Dataset records
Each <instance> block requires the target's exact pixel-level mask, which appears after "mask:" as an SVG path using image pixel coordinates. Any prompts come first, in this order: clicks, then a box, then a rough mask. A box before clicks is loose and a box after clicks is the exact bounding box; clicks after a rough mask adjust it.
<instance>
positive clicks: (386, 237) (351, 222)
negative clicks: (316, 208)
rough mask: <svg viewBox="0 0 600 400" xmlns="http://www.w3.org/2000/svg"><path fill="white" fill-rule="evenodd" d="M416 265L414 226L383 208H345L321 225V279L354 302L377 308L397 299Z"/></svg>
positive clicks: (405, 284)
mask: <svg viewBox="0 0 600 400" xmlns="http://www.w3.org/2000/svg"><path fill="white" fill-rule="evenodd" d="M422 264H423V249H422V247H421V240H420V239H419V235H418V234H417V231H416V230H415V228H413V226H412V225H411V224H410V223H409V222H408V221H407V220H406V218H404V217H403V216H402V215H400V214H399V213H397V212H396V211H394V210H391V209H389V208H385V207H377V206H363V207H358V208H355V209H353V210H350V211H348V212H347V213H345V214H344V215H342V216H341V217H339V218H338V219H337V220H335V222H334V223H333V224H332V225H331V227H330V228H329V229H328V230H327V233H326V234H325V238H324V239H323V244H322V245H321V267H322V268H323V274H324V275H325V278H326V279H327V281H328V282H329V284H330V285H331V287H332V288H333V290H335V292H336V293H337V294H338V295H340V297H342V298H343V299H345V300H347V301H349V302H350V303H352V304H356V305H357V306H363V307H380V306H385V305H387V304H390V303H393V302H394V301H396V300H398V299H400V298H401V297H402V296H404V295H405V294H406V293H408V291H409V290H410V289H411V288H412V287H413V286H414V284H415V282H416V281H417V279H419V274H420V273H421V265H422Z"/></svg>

Task to carry out: Now repeat the data exactly, keeping every line.

Exercise response:
Each <instance> block requires the target's exact pixel-level mask, which appears after "mask:" as an SVG path using image pixel coordinates. Any prompts come first, in this order: clicks, then a box, then a rough mask. A box before clicks is loose and a box after clicks is the exact bounding box; clicks after a rough mask adjust it.
<instance>
positive clicks: (386, 237) (351, 222)
negative clicks: (316, 208)
rough mask: <svg viewBox="0 0 600 400" xmlns="http://www.w3.org/2000/svg"><path fill="white" fill-rule="evenodd" d="M416 265L414 226L383 208H345L321 225V279L354 302L377 308L397 299Z"/></svg>
positive clicks: (405, 284)
mask: <svg viewBox="0 0 600 400" xmlns="http://www.w3.org/2000/svg"><path fill="white" fill-rule="evenodd" d="M422 264H423V249H422V247H421V240H420V239H419V235H418V234H417V231H416V230H415V228H413V226H412V225H411V224H410V223H409V222H408V221H407V220H406V218H404V217H403V216H402V215H400V214H399V213H397V212H396V211H394V210H391V209H389V208H385V207H377V206H363V207H358V208H355V209H353V210H350V211H348V212H347V213H345V214H344V215H342V216H341V217H339V218H338V219H337V220H335V222H334V223H333V224H332V225H331V227H330V228H329V229H328V230H327V233H326V234H325V238H324V239H323V244H322V245H321V267H322V268H323V274H324V275H325V278H326V279H327V281H328V282H329V284H330V285H331V287H332V288H333V290H335V292H336V293H337V294H338V295H340V297H342V298H343V299H345V300H347V301H349V302H350V303H352V304H356V305H357V306H363V307H380V306H385V305H387V304H390V303H393V302H394V301H396V300H398V299H400V298H401V297H402V296H404V295H405V294H406V293H408V291H409V290H410V289H411V288H412V287H413V286H414V284H415V282H416V281H417V279H419V274H420V273H421V265H422Z"/></svg>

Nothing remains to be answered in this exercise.